# Entries supplied
====================
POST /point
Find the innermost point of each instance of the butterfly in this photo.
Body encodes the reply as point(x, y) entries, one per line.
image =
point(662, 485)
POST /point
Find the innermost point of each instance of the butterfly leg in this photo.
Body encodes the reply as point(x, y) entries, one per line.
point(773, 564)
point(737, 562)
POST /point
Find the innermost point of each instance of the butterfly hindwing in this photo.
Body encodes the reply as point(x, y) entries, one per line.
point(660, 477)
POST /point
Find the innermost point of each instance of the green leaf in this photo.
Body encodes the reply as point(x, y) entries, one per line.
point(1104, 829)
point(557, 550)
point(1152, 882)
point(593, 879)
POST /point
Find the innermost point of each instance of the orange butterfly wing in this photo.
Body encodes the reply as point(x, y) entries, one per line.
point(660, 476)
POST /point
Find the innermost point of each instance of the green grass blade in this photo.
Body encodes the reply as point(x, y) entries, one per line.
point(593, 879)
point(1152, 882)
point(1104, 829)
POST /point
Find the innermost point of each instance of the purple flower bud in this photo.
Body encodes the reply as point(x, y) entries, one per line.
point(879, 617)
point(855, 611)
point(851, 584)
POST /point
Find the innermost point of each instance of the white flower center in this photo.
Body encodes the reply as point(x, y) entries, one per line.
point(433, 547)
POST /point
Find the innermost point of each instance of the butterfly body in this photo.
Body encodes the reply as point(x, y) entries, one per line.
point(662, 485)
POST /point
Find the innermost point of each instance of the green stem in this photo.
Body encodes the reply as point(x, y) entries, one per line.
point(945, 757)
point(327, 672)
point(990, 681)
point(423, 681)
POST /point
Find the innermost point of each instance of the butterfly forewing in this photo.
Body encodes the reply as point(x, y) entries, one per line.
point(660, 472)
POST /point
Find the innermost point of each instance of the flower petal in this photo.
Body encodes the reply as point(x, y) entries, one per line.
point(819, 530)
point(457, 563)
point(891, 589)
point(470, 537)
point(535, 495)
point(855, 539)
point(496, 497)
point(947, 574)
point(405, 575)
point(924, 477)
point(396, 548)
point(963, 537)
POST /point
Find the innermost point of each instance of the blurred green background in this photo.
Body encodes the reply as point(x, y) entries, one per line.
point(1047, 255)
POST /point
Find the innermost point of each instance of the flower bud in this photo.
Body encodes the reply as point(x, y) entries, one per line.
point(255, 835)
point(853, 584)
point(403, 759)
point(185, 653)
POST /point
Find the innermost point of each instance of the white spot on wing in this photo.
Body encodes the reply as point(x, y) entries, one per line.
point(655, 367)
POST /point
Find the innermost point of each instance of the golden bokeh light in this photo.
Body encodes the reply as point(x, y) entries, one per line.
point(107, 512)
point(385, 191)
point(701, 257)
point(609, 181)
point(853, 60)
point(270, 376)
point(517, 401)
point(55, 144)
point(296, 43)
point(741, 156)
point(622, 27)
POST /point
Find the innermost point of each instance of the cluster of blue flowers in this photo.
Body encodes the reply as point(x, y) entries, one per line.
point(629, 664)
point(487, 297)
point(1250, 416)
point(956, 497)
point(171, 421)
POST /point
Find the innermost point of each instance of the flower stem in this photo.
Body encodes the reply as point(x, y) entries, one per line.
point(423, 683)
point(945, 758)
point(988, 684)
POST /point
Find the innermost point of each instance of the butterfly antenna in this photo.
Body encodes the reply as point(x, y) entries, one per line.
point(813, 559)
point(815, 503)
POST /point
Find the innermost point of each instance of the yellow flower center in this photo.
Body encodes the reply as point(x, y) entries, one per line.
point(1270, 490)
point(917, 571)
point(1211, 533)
====================
# Short exercise
Rewrite the lines above as a numbered list, omitting any blank lines.

# Output of the task
1. POST /point
2. Find the innermost point of each instance of the butterfly in this photo.
3. Body encodes the reply as point(x, y) entries, one per line.
4. image =
5. point(662, 485)
6. POST /point
7. Find the innermost point of each instance of the butterfly leg in this photo.
8. Body encodes the reply as point(x, y) entries, one per line.
9. point(773, 564)
10. point(737, 562)
11. POST /point
12. Find the innermost point of each instance of the butterfly hindwing in this photo.
13. Body encodes the reply as point(x, y) entries, one per line.
14. point(660, 477)
15. POST /point
16. Find the innermost point of each instance of the green leaf in this photo.
17. Body encodes the reply as point(x, y) entries, one per line.
18. point(1104, 829)
19. point(557, 550)
20. point(1152, 882)
21. point(593, 879)
22. POST /point
23. Find the innermost point of each instance of the orange butterfly wing in this photo.
24. Body encodes the reply as point(x, y) entries, one per line.
25. point(660, 476)
26. POST /point
27. Find the innermost point of each instance of the green grass blade in this photo.
28. Body encodes the reply as point(x, y) entries, one per line.
29. point(593, 879)
30. point(1152, 882)
31. point(1104, 829)
32. POST /point
33. Find the innermost point of each instance of the purple flower bud in this photo.
34. Body encodes the reply as point(x, y) entries, one per line.
35. point(879, 617)
36. point(855, 611)
37. point(851, 584)
38. POST /point
39. Find the innermost point of each instance of the white flower center in this photo.
40. Body encodes the reply as point(x, y) entries, one per line.
41. point(433, 547)
42. POST /point
43. Find the innermost point of each instance of the butterfly body in this photo.
44. Body encodes the reply as point(x, y) entries, one per line.
45. point(662, 485)
46. POST /point
47. Find the innermost point of each instance of the green stem in this photo.
48. Body encodes the reply as point(x, y) entries, one per line.
49. point(945, 757)
50. point(327, 672)
51. point(990, 681)
52. point(423, 681)
53. POST /point
54. Find the innermost point of each instance of the butterfly forewing in this photo.
55. Body encodes the reply as point(x, y) entries, one per line.
56. point(660, 472)
57. POST /point
58. Find the innermost point of each instance of the flower petal in this photo.
59. Body encodes the reply as point(x, y) entries, one per line.
60. point(819, 530)
61. point(457, 563)
62. point(891, 589)
63. point(470, 537)
64. point(535, 495)
65. point(855, 539)
66. point(496, 497)
67. point(947, 574)
68. point(405, 575)
69. point(924, 477)
70. point(396, 548)
71. point(963, 537)
72. POST /point
73. Find the innermost point of each instance of the blurred green background in this photo.
74. Body encodes the reply as point(x, y) entries, one per line.
75. point(1047, 255)
76. POST /point
77. Find the innermost point of each instance of the flower bud in this photo.
78. Body encodes the reply as point(x, y) entries, one per line.
79. point(255, 835)
80. point(853, 584)
81. point(403, 759)
82. point(185, 653)
83. POST /point
84. Find the innermost point of each instance of the white spot on wing in this photo.
85. Body encodes the reply as point(x, y) entries, one per line.
86. point(655, 367)
87. POST /point
88. Find the innermost point of each instance of the golden bokeh light in this photo.
89. Body encodes the reply as point(x, y) entries, one per line.
90. point(107, 512)
91. point(385, 191)
92. point(701, 257)
93. point(609, 181)
94. point(853, 60)
95. point(270, 376)
96. point(517, 401)
97. point(55, 144)
98. point(296, 43)
99. point(741, 156)
100. point(622, 27)
101. POST /point
102. Find the innermost point of each instance of the cluster of blue flowers in this photo.
103. Body encodes the reply as point(x, y) entries, one per line.
104. point(629, 664)
105. point(487, 297)
106. point(1250, 416)
107. point(956, 497)
108. point(171, 421)
109. POST /point
110. Find the innermost point of each instance of the flower stem in this photo.
111. Body encodes the reply as point(x, y) entries, one per line.
112. point(423, 683)
113. point(945, 758)
114. point(988, 684)
115. POST /point
116. Find the innermost point of each instance of the butterfly antenna in this photo.
117. Body encodes the reply as point(x, y) entries, one per line.
118. point(813, 559)
119. point(815, 503)
120. POST /point
121. Find the innermost point of each instance of the yellow flower center in this photo.
122. Body encodes the reply as point(x, y) entries, one per line.
123. point(1270, 490)
124. point(917, 571)
125. point(1211, 533)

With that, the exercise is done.